Please pick up the dictionary definitions of "bruise" below and continue them from their last entry, adding a few more in the same format.

- **Reading passage**:
━━━━━━━━━━

Definitions

from The American Heritage® Dictionary of the English Language, 5th Edition.

  • intransitive verb To injure the underlying soft tissue or bone of (part of the body) without breaking the skin, as by a blow.
  • intransitive verb To damage (plant tissue), as by abrasion or pressure.
  • intransitive verb To dent or mar.
  • intransitive verb To pound (berries, for example) into fragments; crush.
  • intransitive verb To hurt, especially psychologically.
  • intransitive verb To experience or undergo bruising.
  • noun An injury to underlying tissues or bone in which the skin is not broken, often characterized by ruptured blood vessels and discolorations.
  • noun A similar injury to plant tissue, often resulting in discoloration or spoilage.
  • noun A painful feeling caused by or associated with an experience.

from The Century Dictionary.

  • To injure by a blow or by pressure without laceration; contuse, as a pliant substance; dent or beat in without breaking, as anything hard: as, to bruise the hand; a bruised apple; “his bruised shield,”
  • To crush by beating or pounding; pound; bray, as drugs or articles of food.
  • Figuratively, to beat down or oppress; cudgel, as the brain; scourge; damage.
  • To fight with the fists; box.
  • noun A contusion; a superficial injury caused by impact, without laceration, as of an animal body, a plant, or other impressible object.

━━━━━━━━━━

- **Data shown**:
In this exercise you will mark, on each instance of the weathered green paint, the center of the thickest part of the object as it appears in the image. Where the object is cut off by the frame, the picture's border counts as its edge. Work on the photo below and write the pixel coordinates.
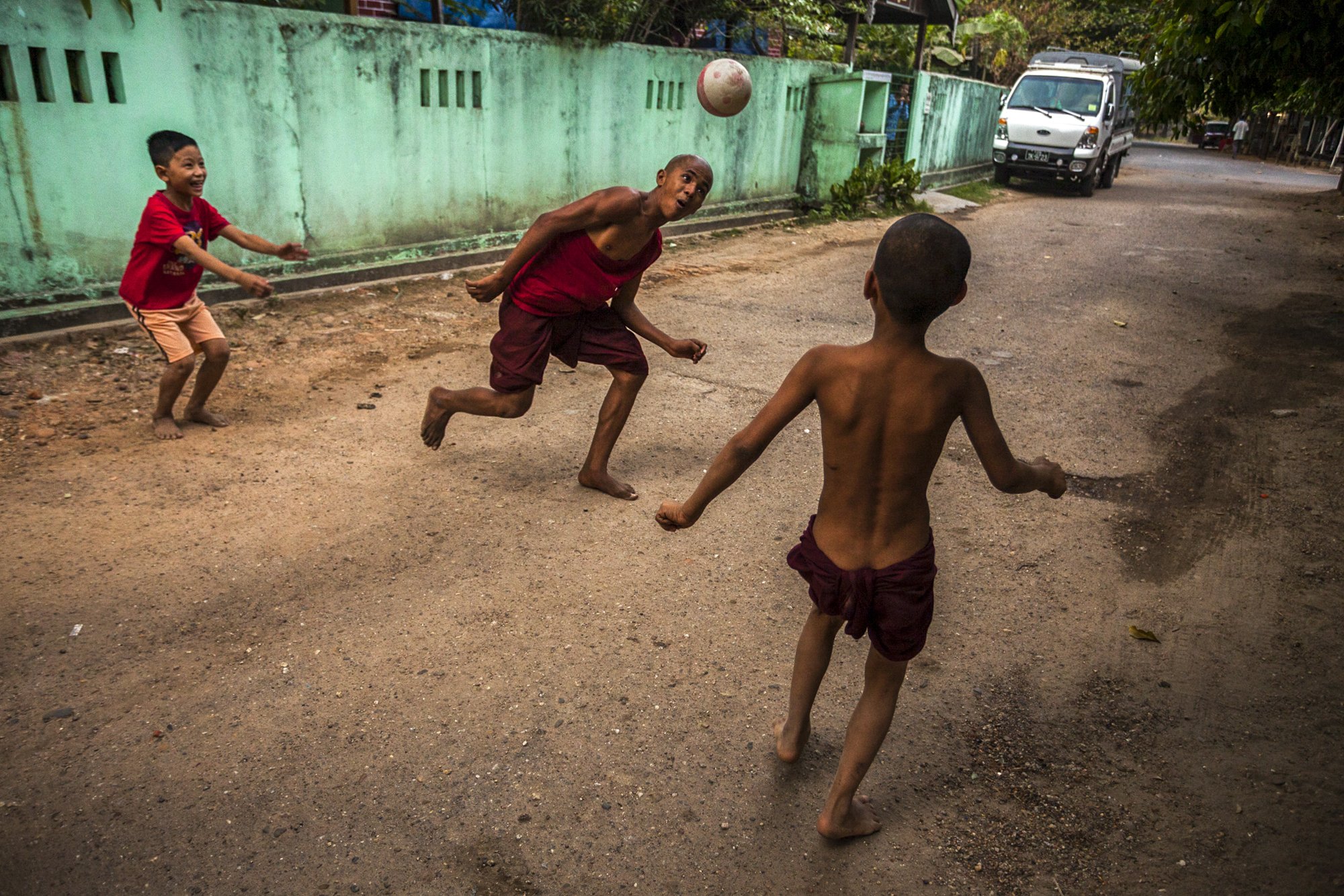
(952, 128)
(312, 128)
(846, 124)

━━━━━━━━━━

- **Your response**:
from the GNU version of the Collaborative International Dictionary of English.

  • noun An injury to the flesh of animals, or to plants, fruit, etc., with a blunt or heavy instrument, or by collision with some other body; a contusion.
  • transitive verb To injure, as by a blow or collision, without laceration; to contuse.
  • transitive verb To break; as in a mortar; to bray, as minerals, roots, etc.; to crush.
  • intransitive verb To fight with the fists; to box.

from Wiktionary, Creative Commons Attribution/Share-Alike License.

  • verb transitive To strike (a person), originally with something flat or heavy, but now specifically in such a way as to discolour the skin without breaking it.
  • verb transitive To damage the skin of (fruit), in an analogous way.
  • verb intransitive Of fruit, to gain bruises through being handled roughly.
  • verb intransitive, medicine To bruise easily.
  • noun medicine A purplish mark on the skin due to leakage of blood from capillaries under the surface that have been damaged by a blow.
  • noun A dark mark on fruit caused by a blow to its surface.

from WordNet 3.0 Copyright 2006 by Princeton University. All rights reserved.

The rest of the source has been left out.